## EXTRACTED MATERIAL:
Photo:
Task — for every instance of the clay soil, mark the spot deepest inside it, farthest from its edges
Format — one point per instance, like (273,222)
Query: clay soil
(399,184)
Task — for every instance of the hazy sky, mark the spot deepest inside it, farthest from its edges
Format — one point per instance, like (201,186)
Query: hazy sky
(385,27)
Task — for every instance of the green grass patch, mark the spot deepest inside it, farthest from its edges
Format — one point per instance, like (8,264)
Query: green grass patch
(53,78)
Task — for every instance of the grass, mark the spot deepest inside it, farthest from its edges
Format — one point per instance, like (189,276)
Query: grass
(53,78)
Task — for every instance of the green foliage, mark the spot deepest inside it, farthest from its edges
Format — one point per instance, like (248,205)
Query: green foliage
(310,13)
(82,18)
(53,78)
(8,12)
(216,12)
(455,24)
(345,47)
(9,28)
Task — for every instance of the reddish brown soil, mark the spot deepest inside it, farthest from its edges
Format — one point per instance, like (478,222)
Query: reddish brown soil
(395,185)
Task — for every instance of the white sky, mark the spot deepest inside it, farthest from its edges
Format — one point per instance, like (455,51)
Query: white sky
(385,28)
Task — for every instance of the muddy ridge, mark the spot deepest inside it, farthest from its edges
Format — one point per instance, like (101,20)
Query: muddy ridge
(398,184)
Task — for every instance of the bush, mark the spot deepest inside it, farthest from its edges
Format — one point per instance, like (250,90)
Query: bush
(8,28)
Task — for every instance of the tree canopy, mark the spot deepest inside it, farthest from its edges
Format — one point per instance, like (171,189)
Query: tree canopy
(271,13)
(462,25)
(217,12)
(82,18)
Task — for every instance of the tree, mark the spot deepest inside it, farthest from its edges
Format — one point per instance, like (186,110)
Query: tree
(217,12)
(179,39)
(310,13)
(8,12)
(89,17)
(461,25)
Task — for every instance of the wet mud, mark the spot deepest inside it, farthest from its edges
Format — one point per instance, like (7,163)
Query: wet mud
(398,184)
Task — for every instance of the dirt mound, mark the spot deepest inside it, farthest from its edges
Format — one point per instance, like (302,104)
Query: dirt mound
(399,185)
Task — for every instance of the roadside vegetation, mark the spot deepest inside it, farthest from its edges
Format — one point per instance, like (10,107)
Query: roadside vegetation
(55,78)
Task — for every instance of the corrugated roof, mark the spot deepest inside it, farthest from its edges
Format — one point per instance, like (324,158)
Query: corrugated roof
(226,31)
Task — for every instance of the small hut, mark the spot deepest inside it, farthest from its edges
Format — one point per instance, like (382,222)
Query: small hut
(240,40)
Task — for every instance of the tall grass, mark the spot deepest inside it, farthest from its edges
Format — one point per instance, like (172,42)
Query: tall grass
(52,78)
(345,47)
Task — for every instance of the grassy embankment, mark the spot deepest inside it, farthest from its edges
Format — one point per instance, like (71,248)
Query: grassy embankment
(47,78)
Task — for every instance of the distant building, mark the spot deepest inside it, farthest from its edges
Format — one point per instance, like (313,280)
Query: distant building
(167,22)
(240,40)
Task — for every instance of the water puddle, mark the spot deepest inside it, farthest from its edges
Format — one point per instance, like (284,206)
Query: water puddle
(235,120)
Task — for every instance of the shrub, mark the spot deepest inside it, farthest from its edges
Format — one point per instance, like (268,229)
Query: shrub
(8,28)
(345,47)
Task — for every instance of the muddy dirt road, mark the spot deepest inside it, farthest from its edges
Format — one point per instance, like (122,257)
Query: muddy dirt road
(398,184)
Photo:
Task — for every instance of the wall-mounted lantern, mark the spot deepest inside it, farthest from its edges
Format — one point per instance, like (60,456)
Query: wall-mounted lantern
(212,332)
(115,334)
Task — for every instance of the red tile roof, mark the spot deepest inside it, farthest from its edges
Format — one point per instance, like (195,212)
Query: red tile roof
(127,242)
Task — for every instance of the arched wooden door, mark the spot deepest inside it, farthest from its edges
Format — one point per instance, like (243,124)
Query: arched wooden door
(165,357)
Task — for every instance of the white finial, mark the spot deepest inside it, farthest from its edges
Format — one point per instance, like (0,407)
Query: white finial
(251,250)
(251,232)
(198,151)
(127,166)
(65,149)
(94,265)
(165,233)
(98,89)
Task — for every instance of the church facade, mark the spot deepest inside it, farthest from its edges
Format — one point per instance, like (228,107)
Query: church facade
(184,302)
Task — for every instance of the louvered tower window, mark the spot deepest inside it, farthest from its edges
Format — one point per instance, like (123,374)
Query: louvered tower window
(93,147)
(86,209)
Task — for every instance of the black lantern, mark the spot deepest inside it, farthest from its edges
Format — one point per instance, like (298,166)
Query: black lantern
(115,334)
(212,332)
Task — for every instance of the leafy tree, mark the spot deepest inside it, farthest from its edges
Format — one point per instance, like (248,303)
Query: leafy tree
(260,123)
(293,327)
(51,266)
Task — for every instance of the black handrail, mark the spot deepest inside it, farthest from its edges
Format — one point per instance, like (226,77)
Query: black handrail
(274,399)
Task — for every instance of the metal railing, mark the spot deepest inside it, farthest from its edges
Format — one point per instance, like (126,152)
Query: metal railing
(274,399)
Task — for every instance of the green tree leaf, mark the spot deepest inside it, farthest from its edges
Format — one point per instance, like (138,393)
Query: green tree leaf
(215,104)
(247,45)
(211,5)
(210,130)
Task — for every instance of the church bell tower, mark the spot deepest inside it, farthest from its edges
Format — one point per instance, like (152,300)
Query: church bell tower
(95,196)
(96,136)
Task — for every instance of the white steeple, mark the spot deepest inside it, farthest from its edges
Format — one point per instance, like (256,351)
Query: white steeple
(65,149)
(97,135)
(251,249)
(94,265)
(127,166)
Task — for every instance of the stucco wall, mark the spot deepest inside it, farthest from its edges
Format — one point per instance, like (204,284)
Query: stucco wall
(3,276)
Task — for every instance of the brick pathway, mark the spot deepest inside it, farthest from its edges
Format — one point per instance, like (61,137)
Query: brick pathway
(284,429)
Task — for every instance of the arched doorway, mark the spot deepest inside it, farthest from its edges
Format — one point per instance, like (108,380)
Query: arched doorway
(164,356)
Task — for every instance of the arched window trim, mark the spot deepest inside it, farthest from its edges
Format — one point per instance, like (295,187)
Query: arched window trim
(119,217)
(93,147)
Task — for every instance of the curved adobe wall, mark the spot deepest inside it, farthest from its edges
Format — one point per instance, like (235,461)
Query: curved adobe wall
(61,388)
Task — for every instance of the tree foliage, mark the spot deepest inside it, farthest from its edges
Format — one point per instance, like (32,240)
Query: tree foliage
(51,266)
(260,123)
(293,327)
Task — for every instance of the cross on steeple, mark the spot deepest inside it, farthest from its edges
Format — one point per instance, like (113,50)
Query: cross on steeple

## GIVEN REQUEST:
Write out all the rows above again, swapping "farthest from its edges" for "furthest from its borders" everywhere it appears and leaving everything else untouched.

## SOLUTION TO THIS EXERCISE:
Photo:
Task — for every instance of the clay soil, mark the spot deepest inside it, furthest from its borders
Format — one point per instance, like (273,222)
Query: clay soil
(399,184)
Task — for every instance of the hazy sky, mark the spot deepest inside it, furthest from its borders
Format — one point per instance, like (201,186)
Query: hazy sky
(385,27)
Task — for every instance of the green grass patch, mark the spot deepest inside it, furthest from its borders
Format — one point per instance, like (8,264)
Query: green grass patch
(53,78)
Task — for every instance of the grass, mark the spot deepest inside it, furthest from its borders
Format — one point per instance, like (189,276)
Query: grass
(53,78)
Task — for every instance of the green foliage, mark the spot deepest inside it, furthest from its borders
Format — one point per instance, like (248,205)
Query: green foliage
(310,13)
(82,18)
(53,78)
(8,12)
(216,12)
(455,24)
(345,47)
(9,28)
Task — for every instance of the reddish brown soil, mark the spot deepest inside it, furthest from its borders
Format — one point per instance, like (478,222)
Query: reddish brown soil
(395,185)
Task — for every instance of the white sky, mark the spot deepest inside it, furthest from its borders
Format — one point per instance, like (455,51)
Query: white sky
(385,28)
Task — for every instance of the muddy ridge, mark the spot deepest inside it, furthest from its borders
Format — one point per instance, like (101,20)
Query: muddy ridge
(398,184)
Task — for every instance of the bush, mark the spot deepest inside it, furthest from its borders
Format — one point per instance, like (250,90)
Query: bush
(8,28)
Task — for every instance of the tree canopy, mark the spot deepest inside it, furthest from its borders
Format — one point per instance, like (171,189)
Query: tree canopy
(271,13)
(462,25)
(217,12)
(82,18)
Task — for every instance of the tree, mark the spot deepest inside it, furthest from its borders
Format — one point per instance, like (186,110)
Query: tree
(217,12)
(179,39)
(310,13)
(8,12)
(89,17)
(461,25)
Task — for every instance of the wet mud, mark the spot deepest inside it, furthest from its borders
Format — one point per instance, like (7,163)
Query: wet mud
(398,184)
Task — for every instance of the dirt mound, mark the spot deepest inside it, furthest from its borders
Format — one point per instance, like (302,104)
Query: dirt mound
(399,185)
Task — for every instance of the roadside vegetation, mark the spot deepest inside it, furthest from its borders
Format — one point per instance, like (10,107)
Query: roadside vegetation
(55,78)
Task — for every instance of the corrugated roof, mark the spot deepest inside it, furthest from its borders
Format — one point per instance, like (324,158)
Query: corrugated roof
(226,31)
Task — for every instance of the small hut, mark the spot deepest inside it, furthest from its borders
Format — one point per instance, like (382,222)
Query: small hut
(240,40)
Task — for every instance of the tall grass, mark the spot deepest inside it, furthest from its borders
Format — one point per instance, like (172,42)
Query: tall grass
(52,78)
(345,47)
Task — for every instance of the grassy embankment, mark the spot deepest inside it, furthest from its borders
Format — one point per instance, like (71,248)
Query: grassy embankment
(47,78)
Task — for every instance of the distant building, mark the spot deepest inside it, furthest from its borders
Format — one point per instance, like (313,280)
Query: distant building
(167,22)
(240,40)
Task — for every instance of the water puddle, mark the spot deepest inside it, furthest from its borders
Format — one point per instance, like (284,206)
Query: water puddle
(235,120)
Task — for every instance of the shrub, mark the spot deepest inside it, furthest from its borders
Format — one point per instance, like (268,229)
Query: shrub
(8,28)
(345,47)
Task — for every instance of the muddy dirt road, mark the spot deepest inside it, furthest from its borders
Format — one point per instance, like (122,257)
Query: muddy dirt road
(398,184)
Photo:
Task — for every instance of the wall-mounted lantern, mark the spot deepest inside it, furthest from its borders
Format — one point per instance, like (60,456)
Query: wall-mounted lantern
(212,332)
(115,334)
Task — for every instance of the red tile roof, mark the spot deepest inside it, furthest from its borders
Format — one point per instance, like (195,212)
Query: red tile roof
(127,242)
Task — for every instance of the arched wooden door, mark the spot deepest inside it, furthest from its borders
Format — one point per instance, like (243,124)
Query: arched wooden door
(165,357)
Task — for every instance of the white finial, mark the spot deepest inside it, furthest from its borders
Format — one point per instance, like (0,407)
Query: white finial
(251,250)
(251,232)
(198,151)
(127,166)
(65,149)
(94,265)
(165,233)
(98,89)
Task — for every instance of the church facade, mark the spot deepest inside it, furthest from its borders
Format — one point per instance, like (228,107)
Query: church facade
(184,302)
Task — for every instance of the louvered tower window, mark the spot deepest inside it, furthest from its borders
Format — one point per instance, like (123,374)
Query: louvered tower window
(93,147)
(86,209)
Task — for every instance of the black lantern, mark the spot deepest inside it, furthest from its borders
Format — one point per instance, like (298,166)
Query: black lantern
(115,334)
(212,332)
Task — for every instance of the leafy tree, mark the spot deepest inside it, furthest from its borders
Format — one point per instance, like (248,303)
Query: leafy tree
(260,123)
(293,327)
(51,266)
Task — for every instance of the black handrail, mark the spot deepest inside it, furthest from its borders
Format — one point per instance, like (226,77)
Query: black handrail
(274,399)
Task — for every instance of the metal railing, mark the spot deepest inside it, furthest from its borders
Format — one point per instance, like (126,152)
Query: metal railing
(274,399)
Task — for every instance of the green tree leaf, mark the spot deepest inside it, furthest from its borders
Format — one point per instance, like (138,393)
Query: green tree leaf
(215,104)
(247,45)
(211,5)
(210,130)
Task — for every instance of the church bell tower, mark the spot deepest inside it, furthest from its borders
Format — one point per instance, like (152,300)
Query: church bell tower
(95,196)
(96,136)
Task — for every instance of the white steeple, mark the spot deepest inside it, furthest from its borders
Format — one point per instance, like (256,351)
Query: white steeple
(65,149)
(97,135)
(251,249)
(94,265)
(127,166)
Task — for every instance of the stucco wall, mark the spot deepest inside it, furthest from its borders
Format — one point per instance, like (204,284)
Query: stucco wall
(3,276)
Task — for every instance of the brick pathway, mark the spot deepest inside it, furthest from its borders
Format — one point per instance, like (61,137)
Query: brick pathway
(284,429)
Task — for every instance of the arched doorway, mark the spot deepest inside it, furthest from its borders
Format — one point per instance, like (108,380)
Query: arched doorway
(164,356)
Task — for every instance of the arched window trim, mark the spot deepest inside it, furthest from its borders
Format — one point per instance, like (295,187)
Query: arched window trim
(119,217)
(93,147)
Task — for every instance of the curved adobe wall, mark the spot deepest inside it, furthest from its borders
Format — one point per instance, like (235,461)
Query: curved adobe wall
(61,388)
Task — for every instance of the tree foliage, mark the spot deepest inside it, furthest from its borders
Format — one point per instance, like (32,240)
Query: tree foliage
(51,266)
(260,123)
(293,327)
Task — for every instance of the cross on steeple, mark the spot deepest inside it, furthest from its borders
Format — one point per instance, like (113,50)
Query: cross on steeple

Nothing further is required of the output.